● **Your goal**:
The result is the exact lines from the one containing "Phrase: short hair" through the final line of the entries; leave out the pictures.

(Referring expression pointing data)
================

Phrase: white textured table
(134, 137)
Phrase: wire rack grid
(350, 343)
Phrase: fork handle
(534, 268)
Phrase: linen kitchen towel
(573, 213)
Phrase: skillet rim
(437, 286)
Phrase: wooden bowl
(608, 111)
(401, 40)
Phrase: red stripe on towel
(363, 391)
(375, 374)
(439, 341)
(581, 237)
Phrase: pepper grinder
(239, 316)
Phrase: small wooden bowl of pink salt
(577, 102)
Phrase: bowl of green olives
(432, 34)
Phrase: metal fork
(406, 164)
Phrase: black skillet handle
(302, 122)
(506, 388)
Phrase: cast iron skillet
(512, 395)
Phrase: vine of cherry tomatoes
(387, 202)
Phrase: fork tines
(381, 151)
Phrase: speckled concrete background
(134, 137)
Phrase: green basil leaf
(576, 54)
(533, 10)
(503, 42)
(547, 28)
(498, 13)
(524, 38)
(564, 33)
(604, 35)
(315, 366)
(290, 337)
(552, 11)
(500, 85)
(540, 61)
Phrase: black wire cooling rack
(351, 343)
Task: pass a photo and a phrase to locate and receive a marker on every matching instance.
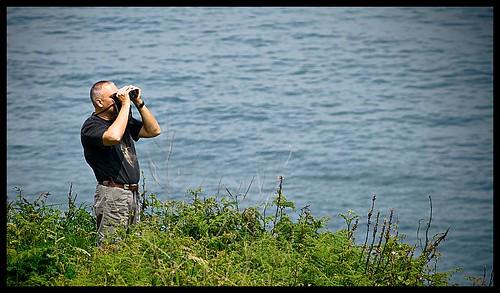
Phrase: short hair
(95, 91)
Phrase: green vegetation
(207, 241)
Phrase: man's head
(101, 96)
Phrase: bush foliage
(207, 241)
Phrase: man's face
(106, 96)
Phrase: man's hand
(122, 94)
(138, 100)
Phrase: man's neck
(104, 115)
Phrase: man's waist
(126, 186)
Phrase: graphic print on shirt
(127, 153)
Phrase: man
(107, 138)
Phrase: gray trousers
(114, 206)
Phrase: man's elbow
(109, 139)
(156, 132)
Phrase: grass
(207, 241)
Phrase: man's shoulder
(92, 120)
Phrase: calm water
(343, 102)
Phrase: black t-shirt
(116, 162)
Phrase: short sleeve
(92, 133)
(134, 127)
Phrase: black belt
(131, 187)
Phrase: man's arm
(150, 127)
(114, 133)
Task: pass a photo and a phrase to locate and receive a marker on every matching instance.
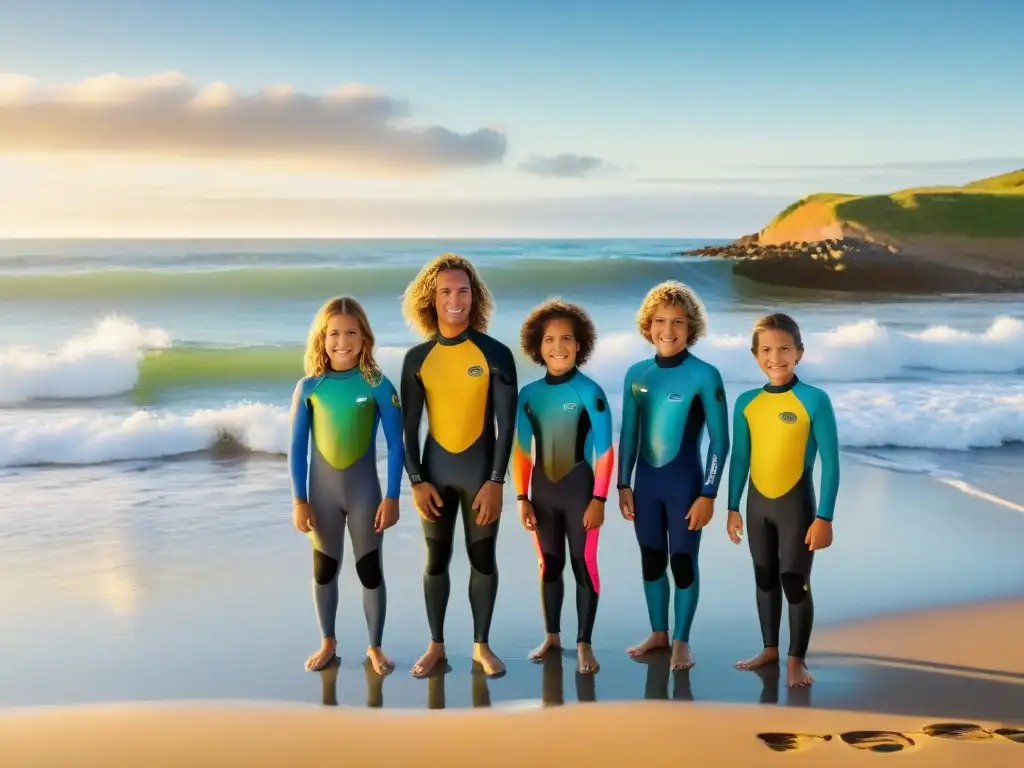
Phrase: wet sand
(964, 643)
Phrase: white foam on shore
(924, 416)
(104, 361)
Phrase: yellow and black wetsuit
(778, 431)
(468, 384)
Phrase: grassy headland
(922, 240)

================

● **Output**:
Phrase: short hair
(95, 91)
Phrase: green vegetation
(207, 241)
Phrase: man's head
(101, 96)
Phrase: bush foliage
(207, 241)
Phrase: man's face
(106, 96)
Phrase: man's hand
(122, 94)
(138, 100)
Phrase: man's neck
(104, 115)
Phrase: man's waist
(126, 186)
Phrase: graphic print on shirt
(127, 153)
Phrase: man
(107, 138)
Phrase: gray trousers
(114, 206)
Phrase: man's elbow
(109, 139)
(156, 132)
Phrase: grass
(207, 241)
Phrase: man's shoulder
(92, 120)
Phrase: calm water
(343, 102)
Phrase: black t-shirt
(116, 162)
Phrase: short sleeve
(92, 133)
(134, 127)
Phrase: black belt
(131, 187)
Phrase: man's arm
(150, 127)
(114, 133)
Task: pass a photo and a phrase to locate and receive a marker on every matching instance.
Phrase: wet sand
(964, 643)
Phrase: white foam on shore
(924, 416)
(104, 361)
Phrase: yellow and black wetsuit
(778, 431)
(468, 384)
Phrase: grassy headland
(922, 240)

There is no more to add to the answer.